■ JOB A
Reproduce the passage on the Reed trecena word for word, everything from "The Reed trecena possibly" down to "in this context?".

The fifth trecena (13-day “week”) of the Aztec Tonalpohualli (ceremonial count of days) is called Reed for its first numbered day, which is the 13th day of the vientena (20-day “month”). In the Nahuatl language Reed is Acatl, and it’s known as B’en in Yucatec Maya and Aj in Quiché Maya. For the Aztec, the reed was used to make arrows and darts, whence a military undertone in its significance. The day Reed is the symbol of personal authority and closely associated with rulers and potentates, and the patron of the day is the Black One, Tezcatlipoca, the Smoking Mirror, who is one of the most powerful deities. (See my Icon #19.) In the anatomical scheme, the day Reed is identified with the heart (as the seat of the soul and/or power). The symbol for the day Reed varies between a single arrow, a bunch of them, or an ornamented “potted” plant, which can be seen in the various tonalamatls below. One just has to get used to which symbol is being used, and there can be variation within individual codices.

PATRON DEITY RULING THE TRECENA

There is total agreement that the patron of the Reed trecena is the goddess Chalchiuhtlicue, the Jade Skirt, the deity of flowing water, rivers, streams, and lakes, as well as of youthful beauty and ardor, and her iconography is remarkably consistent. (See my Icon #2.) Every stream or lake had its own local chalchiuhtlicue. As goddess of storms and forces of nature, she’s dangerous, drowning people indiscriminately. With the day-name Ce Atl (One Water), she is patron of the number 3, women in labor, childbirth, children, and motherhood, and the 5th lord of the night.

Chalchiuhtlicue is commonly considered the wife of Tlaloc but also reputed to be the wife of Xiuhtecuhtli. From one or the other of those marriages, she supposedly became the mother of Tecciztecatl and the twins Quetzalcoatl and Xolotl, but keep in mind how dicey the family trees of the Aztec deities are. During the Third Sun, Four Rain, a millennium before the Aztecs, she may have been the Great Goddess of Teotihuacan, though I’d personally vote for Xochiquetzal in that role. Meanwhile, Chalchiuhtlicue ruled the Fourth Sun—Four Water—until she ended it by drowning everybody in a flood. Certain of her purification rites struck Spanish clergy as similar to the sacrament of baptism, but that didn’t stop them from considering her a demon.

The Reed trecena possibly has a second patron deity, Tlazolteotl, Goddess of Filth (last seen in the Deer trecena). In Tonalamatl Yoal, she appears like an abstract logo as a surreal head with no eyes, and in Tonalamatl Aubin, Chalchiuhtlicue holds what might be her head. With no evidence of her in the other tonalamatls, who knows how important she really was in this context?

■ JOB B
List every line in the records that contains the word "mountains".

■ THE DATA
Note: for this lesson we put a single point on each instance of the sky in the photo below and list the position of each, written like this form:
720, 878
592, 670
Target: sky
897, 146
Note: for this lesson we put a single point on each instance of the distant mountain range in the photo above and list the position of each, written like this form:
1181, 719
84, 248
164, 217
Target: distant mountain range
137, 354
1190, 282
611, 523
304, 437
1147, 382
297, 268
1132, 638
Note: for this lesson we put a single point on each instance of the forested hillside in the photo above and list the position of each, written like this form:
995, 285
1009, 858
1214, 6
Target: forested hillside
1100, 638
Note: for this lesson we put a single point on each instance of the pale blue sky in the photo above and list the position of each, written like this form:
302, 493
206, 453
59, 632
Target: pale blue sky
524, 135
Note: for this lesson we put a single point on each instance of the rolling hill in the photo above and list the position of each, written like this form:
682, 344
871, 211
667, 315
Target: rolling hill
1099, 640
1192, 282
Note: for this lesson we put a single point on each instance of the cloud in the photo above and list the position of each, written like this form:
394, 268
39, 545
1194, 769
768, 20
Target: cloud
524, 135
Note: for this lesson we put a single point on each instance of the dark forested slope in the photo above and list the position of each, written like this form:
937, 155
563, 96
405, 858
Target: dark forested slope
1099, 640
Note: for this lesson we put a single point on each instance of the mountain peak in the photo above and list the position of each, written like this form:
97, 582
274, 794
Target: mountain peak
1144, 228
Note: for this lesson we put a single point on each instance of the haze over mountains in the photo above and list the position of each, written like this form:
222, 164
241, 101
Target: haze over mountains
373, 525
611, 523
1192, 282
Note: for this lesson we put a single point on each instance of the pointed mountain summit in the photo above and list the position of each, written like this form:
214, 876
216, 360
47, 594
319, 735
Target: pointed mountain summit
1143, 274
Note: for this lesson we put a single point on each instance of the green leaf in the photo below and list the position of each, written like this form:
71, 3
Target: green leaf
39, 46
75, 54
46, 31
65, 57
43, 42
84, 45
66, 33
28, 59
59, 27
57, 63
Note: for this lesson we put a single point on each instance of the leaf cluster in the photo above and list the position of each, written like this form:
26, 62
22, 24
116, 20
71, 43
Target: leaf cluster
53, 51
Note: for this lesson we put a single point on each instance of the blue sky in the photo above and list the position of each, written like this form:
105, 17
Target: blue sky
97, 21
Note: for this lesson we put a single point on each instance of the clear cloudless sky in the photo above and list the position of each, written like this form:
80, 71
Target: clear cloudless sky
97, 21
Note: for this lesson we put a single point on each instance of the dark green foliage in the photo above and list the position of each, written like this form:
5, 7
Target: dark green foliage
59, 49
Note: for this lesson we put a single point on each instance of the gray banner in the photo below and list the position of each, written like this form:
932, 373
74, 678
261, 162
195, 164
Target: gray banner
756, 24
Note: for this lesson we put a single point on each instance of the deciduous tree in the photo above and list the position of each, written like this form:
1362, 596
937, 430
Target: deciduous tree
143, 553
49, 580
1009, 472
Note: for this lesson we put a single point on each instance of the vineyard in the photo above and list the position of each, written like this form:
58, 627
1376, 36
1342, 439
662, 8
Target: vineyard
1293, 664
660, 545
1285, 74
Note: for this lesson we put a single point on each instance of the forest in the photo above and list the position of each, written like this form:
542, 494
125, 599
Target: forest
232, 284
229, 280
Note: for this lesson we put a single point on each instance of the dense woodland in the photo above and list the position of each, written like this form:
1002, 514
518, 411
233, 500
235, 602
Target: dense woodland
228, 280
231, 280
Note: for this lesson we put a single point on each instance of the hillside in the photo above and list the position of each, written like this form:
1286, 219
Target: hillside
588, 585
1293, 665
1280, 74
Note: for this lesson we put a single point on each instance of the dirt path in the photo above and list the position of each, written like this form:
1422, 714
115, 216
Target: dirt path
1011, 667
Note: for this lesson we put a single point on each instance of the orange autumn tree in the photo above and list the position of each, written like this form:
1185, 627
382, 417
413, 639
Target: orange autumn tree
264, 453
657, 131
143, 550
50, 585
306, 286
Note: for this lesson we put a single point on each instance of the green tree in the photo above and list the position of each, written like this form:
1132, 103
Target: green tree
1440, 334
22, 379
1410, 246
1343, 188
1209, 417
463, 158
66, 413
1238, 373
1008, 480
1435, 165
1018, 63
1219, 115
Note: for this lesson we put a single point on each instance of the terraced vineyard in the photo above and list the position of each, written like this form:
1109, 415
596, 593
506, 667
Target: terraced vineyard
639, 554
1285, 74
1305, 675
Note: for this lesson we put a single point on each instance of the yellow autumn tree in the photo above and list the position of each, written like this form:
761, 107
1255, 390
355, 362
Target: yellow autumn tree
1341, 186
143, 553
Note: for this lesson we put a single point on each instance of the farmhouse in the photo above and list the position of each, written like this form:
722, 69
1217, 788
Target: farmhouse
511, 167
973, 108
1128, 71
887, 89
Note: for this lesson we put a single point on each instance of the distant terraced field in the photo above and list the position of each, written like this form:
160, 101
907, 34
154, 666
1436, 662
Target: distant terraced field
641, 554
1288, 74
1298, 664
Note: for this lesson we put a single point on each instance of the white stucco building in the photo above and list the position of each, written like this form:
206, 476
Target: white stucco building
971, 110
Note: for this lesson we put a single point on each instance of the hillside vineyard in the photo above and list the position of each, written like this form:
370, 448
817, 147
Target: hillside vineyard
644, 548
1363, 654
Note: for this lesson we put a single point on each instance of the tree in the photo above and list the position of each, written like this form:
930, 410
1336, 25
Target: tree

■ EXERCISE SOLUTION A
The Reed trecena possibly has a second patron deity, Tlazolteotl, Goddess of Filth (last seen in the Deer trecena). In Tonalamatl Yoal, she appears like an abstract logo as a surreal head with no eyes, and in Tonalamatl Aubin, Chalchiuhtlicue holds what might be her head. With no evidence of her in the other tonalamatls, who knows how important she really was in this context?

■ EXERCISE SOLUTION B
Note: for this lesson we put a single point on each instance of the haze over mountains in the photo above and list the position of each, written like this form:
Target: haze over mountains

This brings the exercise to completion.